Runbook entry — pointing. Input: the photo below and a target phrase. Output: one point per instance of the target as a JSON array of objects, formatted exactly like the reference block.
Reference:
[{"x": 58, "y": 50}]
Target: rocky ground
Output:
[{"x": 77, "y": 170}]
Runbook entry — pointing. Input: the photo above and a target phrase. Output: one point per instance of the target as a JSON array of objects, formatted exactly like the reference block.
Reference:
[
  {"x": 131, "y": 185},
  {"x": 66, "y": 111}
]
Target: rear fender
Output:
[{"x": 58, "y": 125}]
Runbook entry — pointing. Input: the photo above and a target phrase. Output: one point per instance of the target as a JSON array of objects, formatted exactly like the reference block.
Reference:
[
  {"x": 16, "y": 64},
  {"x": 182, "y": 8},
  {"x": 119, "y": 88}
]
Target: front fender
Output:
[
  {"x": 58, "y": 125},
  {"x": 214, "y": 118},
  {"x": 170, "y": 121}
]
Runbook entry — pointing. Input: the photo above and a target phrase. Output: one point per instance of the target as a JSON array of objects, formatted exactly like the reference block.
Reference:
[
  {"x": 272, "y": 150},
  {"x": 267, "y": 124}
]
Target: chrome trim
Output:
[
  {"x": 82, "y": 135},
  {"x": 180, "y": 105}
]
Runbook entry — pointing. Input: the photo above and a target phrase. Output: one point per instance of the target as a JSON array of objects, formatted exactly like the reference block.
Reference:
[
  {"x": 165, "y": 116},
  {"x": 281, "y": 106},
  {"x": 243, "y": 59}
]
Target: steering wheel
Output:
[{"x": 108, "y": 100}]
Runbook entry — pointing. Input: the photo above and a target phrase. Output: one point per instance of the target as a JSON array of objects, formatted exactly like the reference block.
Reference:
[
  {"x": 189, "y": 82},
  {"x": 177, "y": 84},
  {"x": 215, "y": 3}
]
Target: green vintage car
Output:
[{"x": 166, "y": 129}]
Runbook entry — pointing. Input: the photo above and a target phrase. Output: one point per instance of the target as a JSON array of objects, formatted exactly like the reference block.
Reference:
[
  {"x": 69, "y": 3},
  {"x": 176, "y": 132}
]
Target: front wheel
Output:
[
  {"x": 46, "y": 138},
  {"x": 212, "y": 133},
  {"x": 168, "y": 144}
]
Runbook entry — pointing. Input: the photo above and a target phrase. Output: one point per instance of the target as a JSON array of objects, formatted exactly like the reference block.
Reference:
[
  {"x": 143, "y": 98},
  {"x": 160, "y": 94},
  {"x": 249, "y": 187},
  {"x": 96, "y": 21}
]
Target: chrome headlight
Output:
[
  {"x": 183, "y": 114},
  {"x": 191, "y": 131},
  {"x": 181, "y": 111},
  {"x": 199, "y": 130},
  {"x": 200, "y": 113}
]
# # # # #
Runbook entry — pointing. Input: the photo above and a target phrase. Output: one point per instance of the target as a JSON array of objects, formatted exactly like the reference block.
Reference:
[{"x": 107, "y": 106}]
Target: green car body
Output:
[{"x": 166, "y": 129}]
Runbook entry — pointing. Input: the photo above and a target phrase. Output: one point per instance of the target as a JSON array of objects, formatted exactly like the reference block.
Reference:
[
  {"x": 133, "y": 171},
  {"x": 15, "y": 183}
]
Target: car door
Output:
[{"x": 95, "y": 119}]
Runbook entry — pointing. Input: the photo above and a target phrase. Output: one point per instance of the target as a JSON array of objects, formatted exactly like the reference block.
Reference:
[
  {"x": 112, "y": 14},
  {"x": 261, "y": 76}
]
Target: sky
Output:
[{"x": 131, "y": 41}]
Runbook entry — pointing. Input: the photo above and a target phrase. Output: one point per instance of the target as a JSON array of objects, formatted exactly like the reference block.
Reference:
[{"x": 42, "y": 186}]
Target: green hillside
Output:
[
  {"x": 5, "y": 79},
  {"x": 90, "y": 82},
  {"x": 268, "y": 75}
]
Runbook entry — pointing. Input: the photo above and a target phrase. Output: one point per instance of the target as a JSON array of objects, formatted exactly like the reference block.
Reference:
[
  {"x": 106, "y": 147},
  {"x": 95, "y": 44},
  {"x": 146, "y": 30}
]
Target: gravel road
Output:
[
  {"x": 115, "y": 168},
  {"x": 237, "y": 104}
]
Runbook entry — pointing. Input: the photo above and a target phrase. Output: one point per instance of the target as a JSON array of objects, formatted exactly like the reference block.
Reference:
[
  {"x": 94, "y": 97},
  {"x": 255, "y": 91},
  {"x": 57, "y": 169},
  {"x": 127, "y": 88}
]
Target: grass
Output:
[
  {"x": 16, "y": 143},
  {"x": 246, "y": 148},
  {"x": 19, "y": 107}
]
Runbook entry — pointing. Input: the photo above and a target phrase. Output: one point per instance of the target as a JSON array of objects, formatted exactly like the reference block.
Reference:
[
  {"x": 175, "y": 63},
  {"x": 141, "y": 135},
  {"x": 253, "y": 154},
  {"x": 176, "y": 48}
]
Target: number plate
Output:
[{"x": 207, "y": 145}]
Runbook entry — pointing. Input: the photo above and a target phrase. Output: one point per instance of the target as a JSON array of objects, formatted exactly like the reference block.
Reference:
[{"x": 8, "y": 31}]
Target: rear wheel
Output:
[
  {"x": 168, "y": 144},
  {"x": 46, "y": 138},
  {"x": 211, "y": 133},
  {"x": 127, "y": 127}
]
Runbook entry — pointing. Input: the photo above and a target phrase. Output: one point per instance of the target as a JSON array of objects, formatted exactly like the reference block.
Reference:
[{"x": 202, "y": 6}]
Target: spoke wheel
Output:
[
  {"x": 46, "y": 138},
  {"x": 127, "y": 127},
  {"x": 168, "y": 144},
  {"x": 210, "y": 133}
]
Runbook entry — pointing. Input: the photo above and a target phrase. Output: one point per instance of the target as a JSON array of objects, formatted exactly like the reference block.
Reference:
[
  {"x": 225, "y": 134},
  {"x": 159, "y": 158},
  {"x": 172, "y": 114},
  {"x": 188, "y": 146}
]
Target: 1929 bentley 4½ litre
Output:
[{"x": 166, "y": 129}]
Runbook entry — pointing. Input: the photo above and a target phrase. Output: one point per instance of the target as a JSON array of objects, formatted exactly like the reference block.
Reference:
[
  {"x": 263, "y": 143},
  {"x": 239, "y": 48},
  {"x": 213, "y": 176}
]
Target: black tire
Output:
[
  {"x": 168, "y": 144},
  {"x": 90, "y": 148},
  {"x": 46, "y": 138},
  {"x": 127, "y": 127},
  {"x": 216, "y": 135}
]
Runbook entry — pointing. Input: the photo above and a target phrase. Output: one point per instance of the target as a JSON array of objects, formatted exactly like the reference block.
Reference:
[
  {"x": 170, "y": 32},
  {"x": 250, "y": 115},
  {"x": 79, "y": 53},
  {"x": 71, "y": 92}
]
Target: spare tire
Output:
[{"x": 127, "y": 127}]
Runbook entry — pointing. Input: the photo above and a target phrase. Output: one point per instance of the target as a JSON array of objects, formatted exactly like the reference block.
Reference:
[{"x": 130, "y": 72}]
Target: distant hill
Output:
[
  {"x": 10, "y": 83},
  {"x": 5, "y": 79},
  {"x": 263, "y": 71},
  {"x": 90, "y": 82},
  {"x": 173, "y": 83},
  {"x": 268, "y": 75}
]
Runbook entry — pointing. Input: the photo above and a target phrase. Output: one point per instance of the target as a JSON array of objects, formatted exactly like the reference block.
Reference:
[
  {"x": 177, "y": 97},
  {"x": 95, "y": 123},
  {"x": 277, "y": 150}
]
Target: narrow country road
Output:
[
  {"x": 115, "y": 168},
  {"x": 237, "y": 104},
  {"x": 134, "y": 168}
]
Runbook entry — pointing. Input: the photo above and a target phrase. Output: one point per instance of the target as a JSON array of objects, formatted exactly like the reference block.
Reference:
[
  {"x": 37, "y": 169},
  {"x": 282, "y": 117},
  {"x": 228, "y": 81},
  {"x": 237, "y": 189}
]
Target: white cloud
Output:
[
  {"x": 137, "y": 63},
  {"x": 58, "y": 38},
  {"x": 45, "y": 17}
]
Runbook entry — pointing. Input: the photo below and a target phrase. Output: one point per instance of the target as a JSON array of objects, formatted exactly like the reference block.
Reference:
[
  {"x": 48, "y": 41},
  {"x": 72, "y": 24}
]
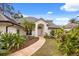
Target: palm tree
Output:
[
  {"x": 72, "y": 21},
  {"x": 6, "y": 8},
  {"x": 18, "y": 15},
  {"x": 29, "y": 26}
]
# # # # #
## Problem to work on
Show each line from the records above that contains the word "road", copied without any changes.

## Task result
Target: gravel road
Target: narrow country road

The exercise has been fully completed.